GIVEN PROBLEM 1: From the text below about Libinput and pipes, quote in full every sentence that contains the word "file" or "files."

TEXT SECTION:

▬▬▬

Let’s now use input event debugging as an example for why we might want to do this. Libinput handles all user input events like keypresses and mouse movements, and if there is a problem with input devices we may wish to review the the Libinput debug logs. We can see these with sudo libinput debug-events. However, when moving the mouse or using the touchpad, a huge number of a events are generated and we could not possibly review them all in real time. So instead, we can redirect the output of this command to a file, and then review it afterwards to see if we can spot whatever issue we are pursuing. We will cover reviewing large files in the pagers section below.

Pipes

Redirection allows changing what files programs write to and read from in a very flexible way (more so than the limited set of functionality described above). However, when we wish to move data between programs, we would like to send the output of one program directly to the input of the next one, rather than writing it to a file and then having the next program read from the same file. This is exactly what the pipe | achieves.

▬▬▬

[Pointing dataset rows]
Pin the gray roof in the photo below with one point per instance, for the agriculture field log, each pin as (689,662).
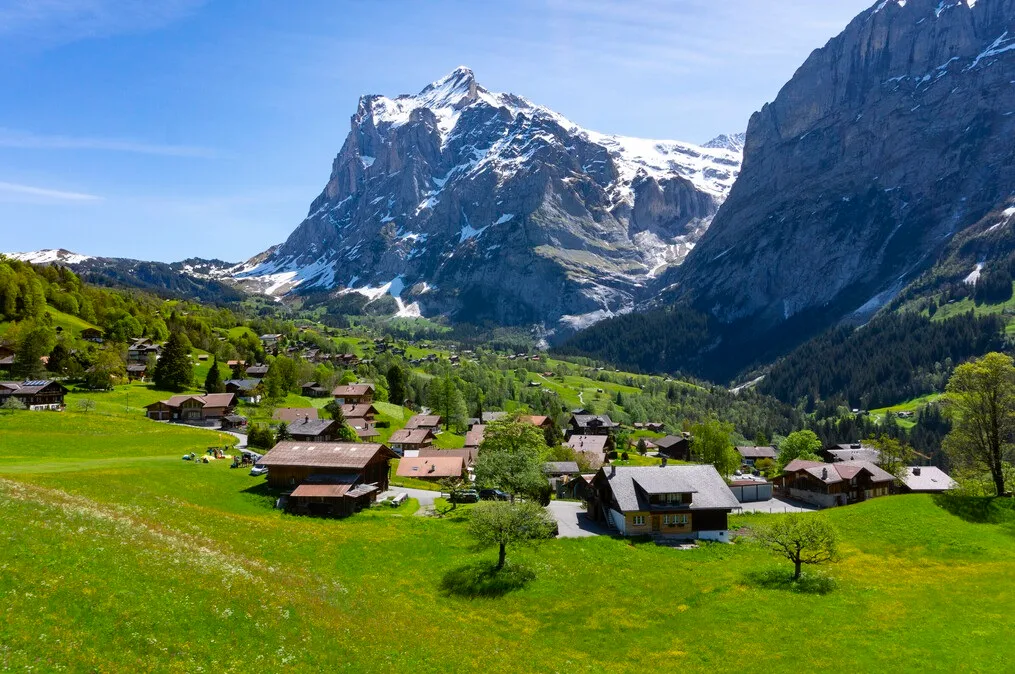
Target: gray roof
(310,427)
(929,479)
(631,483)
(561,468)
(757,452)
(855,454)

▬▬▬

GIVEN PROBLEM 2: Write out all the lines of the rows above again, requests included, and offset both coordinates of every answer point by 5. Leave the pictures out.

WRITTEN REPLY 1:
So instead, we can redirect the output of this command to a file, and then review it afterwards to see if we can spot whatever issue we are pursuing.
We will cover reviewing large files in the pagers section below.
Redirection allows changing what files programs write to and read from in a very flexible way (more so than the limited set of functionality described above).
However, when we wish to move data between programs, we would like to send the output of one program directly to the input of the next one, rather than writing it to a file and then having the next program read from the same file.

WRITTEN REPLY 2:
Pin the gray roof in the photo below with one point per instance, for the agriculture field log, each pin as (689,662).
Target: gray roof
(315,432)
(934,484)
(636,488)
(566,473)
(762,457)
(860,459)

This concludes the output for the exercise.